WHAT YOU ARE ASKED TO DO =
Reproduce the listing below in full, replacing every occurrence of "single space" with "one space" and leaving everything else unchanged. Omit the pictures from your answer.

MATERIAL SUPPLIED =

● ● ● ● ●

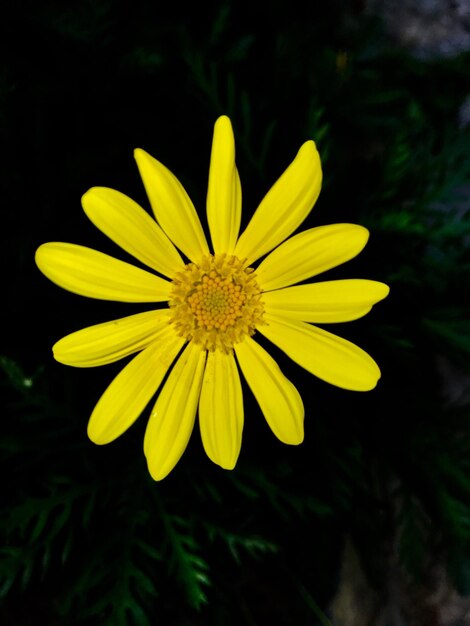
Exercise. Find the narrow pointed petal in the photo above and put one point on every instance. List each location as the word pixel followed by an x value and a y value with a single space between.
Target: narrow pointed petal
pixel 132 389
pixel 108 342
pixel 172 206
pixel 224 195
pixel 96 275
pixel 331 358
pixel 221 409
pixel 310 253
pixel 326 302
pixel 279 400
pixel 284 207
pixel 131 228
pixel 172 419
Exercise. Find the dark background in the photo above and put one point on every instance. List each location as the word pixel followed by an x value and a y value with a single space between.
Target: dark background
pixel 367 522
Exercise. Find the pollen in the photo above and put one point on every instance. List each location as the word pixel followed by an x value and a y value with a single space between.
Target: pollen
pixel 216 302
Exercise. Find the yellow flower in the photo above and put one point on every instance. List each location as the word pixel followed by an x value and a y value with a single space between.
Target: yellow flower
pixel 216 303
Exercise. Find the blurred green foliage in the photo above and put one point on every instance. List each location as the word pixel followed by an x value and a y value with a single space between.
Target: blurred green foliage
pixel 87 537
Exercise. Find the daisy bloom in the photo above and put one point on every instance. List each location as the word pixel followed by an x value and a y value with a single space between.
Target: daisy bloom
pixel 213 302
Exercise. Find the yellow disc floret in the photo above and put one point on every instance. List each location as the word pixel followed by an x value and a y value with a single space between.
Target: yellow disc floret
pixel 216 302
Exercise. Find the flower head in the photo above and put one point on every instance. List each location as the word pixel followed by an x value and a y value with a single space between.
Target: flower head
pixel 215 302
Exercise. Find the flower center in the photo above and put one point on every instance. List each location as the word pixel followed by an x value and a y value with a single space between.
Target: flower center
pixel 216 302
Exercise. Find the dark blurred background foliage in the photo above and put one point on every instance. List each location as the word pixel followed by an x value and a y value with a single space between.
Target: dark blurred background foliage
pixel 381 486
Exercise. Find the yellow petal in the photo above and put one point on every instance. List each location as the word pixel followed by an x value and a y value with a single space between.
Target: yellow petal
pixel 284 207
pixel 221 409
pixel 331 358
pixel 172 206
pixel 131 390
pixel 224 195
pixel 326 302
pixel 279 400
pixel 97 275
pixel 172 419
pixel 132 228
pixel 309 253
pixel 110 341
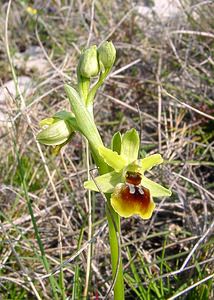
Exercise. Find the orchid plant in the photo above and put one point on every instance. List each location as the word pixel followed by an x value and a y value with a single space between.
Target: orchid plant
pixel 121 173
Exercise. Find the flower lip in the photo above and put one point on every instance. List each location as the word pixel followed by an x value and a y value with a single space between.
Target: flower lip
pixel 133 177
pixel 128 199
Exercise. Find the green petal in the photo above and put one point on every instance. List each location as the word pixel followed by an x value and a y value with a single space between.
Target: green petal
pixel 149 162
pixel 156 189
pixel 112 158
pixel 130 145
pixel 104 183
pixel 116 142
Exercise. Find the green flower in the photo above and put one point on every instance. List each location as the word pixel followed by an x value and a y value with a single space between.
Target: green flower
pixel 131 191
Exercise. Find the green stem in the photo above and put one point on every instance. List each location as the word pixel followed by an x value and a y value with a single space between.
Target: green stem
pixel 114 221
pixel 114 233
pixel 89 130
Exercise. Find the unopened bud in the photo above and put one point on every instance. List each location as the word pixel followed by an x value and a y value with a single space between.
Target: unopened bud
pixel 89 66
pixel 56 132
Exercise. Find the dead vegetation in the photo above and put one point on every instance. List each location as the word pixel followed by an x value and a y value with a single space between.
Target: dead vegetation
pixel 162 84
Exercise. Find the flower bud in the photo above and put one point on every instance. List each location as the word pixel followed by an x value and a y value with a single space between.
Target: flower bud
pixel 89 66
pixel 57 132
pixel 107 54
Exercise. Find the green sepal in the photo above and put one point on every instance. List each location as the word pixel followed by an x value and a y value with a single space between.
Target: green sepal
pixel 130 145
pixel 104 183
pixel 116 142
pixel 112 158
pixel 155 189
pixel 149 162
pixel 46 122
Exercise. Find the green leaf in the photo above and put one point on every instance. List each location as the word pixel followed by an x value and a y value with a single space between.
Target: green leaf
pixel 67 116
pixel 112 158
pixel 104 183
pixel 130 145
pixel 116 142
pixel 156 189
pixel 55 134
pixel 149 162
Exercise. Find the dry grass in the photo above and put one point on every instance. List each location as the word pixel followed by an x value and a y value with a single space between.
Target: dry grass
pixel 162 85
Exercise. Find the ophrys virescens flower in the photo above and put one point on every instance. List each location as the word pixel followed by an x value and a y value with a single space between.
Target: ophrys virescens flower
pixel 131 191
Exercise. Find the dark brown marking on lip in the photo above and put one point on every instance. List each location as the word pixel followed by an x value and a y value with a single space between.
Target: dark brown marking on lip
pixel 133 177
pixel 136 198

● ● ● ● ●

ANSWER TO THE TASK =
Exercise. Find the narrow pointed petal in the photo above and put one point on every instance. List each location as the word pixel followed by an x value and a y value with a one space between.
Target: narrow pointed petal
pixel 132 389
pixel 108 342
pixel 172 206
pixel 224 195
pixel 96 275
pixel 331 358
pixel 221 409
pixel 310 253
pixel 326 302
pixel 279 400
pixel 284 207
pixel 131 228
pixel 172 419
Exercise. Find the dark background in the photo above and put one point on every instance. List each location as the word pixel followed by an x value and a y value with a one space between.
Target: dark background
pixel 367 522
Exercise. Find the pollen in the photo above and put one point on every instance. List each location as the word pixel followed by an x value and a y value with a one space between.
Target: pollen
pixel 216 302
Exercise. Find the yellow flower in the photo above and put one point on every instance. List each location as the word pixel followed by an x value and a y value with a one space between.
Target: yellow flower
pixel 216 303
Exercise. Find the blurred green foliage in the photo above and put one point on every instance. List each location as the word pixel followed by an x value and a y value with a one space between.
Target: blurred green foliage
pixel 87 537
Exercise. Find the daisy bloom in the photo above and put one point on every instance. List each location as the word pixel followed by an x value and a y value with a one space between.
Target: daisy bloom
pixel 213 302
Exercise. Find the yellow disc floret in the photo above and put one point on every instance. List each location as the word pixel followed by an x value and a y value with a one space between.
Target: yellow disc floret
pixel 216 302
Exercise. Find the flower head in the photo above and put one point on every instance. List each location as the word pixel followed by an x value and a y value with a one space between.
Target: flower head
pixel 215 302
Exercise. Find the flower center in the photo above and put one point on every instance. List each location as the word pixel followed by an x value and a y value with a one space between.
Target: flower center
pixel 216 302
Exercise. Find the dark blurred background foliage in the photo above and put one point on every instance. List each location as the word pixel followed by an x value and a y value with a one space between.
Target: dark blurred background foliage
pixel 381 486
Exercise. Find the yellow petal in the photo above and put one point on every instance. List each location as the word pixel followed by an x value and a y value with a one space between.
Target: yellow petal
pixel 284 207
pixel 221 409
pixel 331 358
pixel 172 206
pixel 131 390
pixel 224 195
pixel 326 302
pixel 279 400
pixel 97 275
pixel 172 419
pixel 132 228
pixel 309 253
pixel 110 341
Exercise. Find the orchid plant in the photo above and put one point on every instance. List each location as the word pixel followed by an x value and a y value with a one space between.
Target: orchid plant
pixel 121 173
Exercise. Find the flower lip in the photo above and put one point on every instance. List each location as the word pixel followed by an x value and a y value with a one space between.
Target: flower lip
pixel 133 177
pixel 128 199
Exercise. Find the green petal in the photo above and put one point on every instance. List each location as the word pixel followed by an x value and a y value with a one space between.
Target: green petal
pixel 149 162
pixel 156 189
pixel 112 158
pixel 130 145
pixel 104 183
pixel 116 142
Exercise. Find the green flower in the photo above and put one point on every instance. List each location as the word pixel followed by an x value and a y value with a one space between.
Target: green flower
pixel 131 191
Exercise. Find the green stem in the photo above and put one point on every instance. List each location as the word pixel followed by an x value and a y value with a one space between.
Target: green stem
pixel 114 221
pixel 114 233
pixel 89 130
Exercise. Find the unopened bud in the photo above and put one point on every instance. List each location as the word pixel followed by an x value and a y value with a one space between.
Target: unopened bud
pixel 89 66
pixel 56 132
Exercise. Find the dead vegetation in the photo above and put one point on every instance. List each location as the word pixel followed by an x value and a y value with a one space between.
Target: dead vegetation
pixel 162 84
Exercise. Find the flower bud in the photo above and put one point on every instance. List each location as the word pixel followed by an x value and a y value with a one space between.
Target: flower bud
pixel 89 66
pixel 57 132
pixel 107 54
Exercise. Find the green sepal in the photo above and put one point on every instance. List each location as the word pixel followed by an x value and a y value with a one space between.
Target: green sepal
pixel 130 145
pixel 104 183
pixel 116 142
pixel 112 158
pixel 155 189
pixel 149 162
pixel 46 122
Exercise. Find the green leaf in the photo above and put one point on every instance. List each location as the word pixel followed by an x value and a y value with a one space between.
Target: green leaf
pixel 67 116
pixel 112 158
pixel 104 183
pixel 130 145
pixel 116 142
pixel 156 189
pixel 55 134
pixel 149 162
Exercise. Find the dry grass in the photo above and put one point on every instance. List each location as the word pixel followed by an x value and a y value with a one space between.
Target: dry grass
pixel 162 85
Exercise. Find the ophrys virescens flower in the photo above and put one point on every instance. List each location as the word pixel followed by an x value and a y value with a one space between.
Target: ophrys virescens flower
pixel 131 191
Exercise. Find the dark brown marking on lip in the photo above and put one point on every instance. List each location as the word pixel followed by an x value and a y value with a one space between.
Target: dark brown marking on lip
pixel 133 177
pixel 136 198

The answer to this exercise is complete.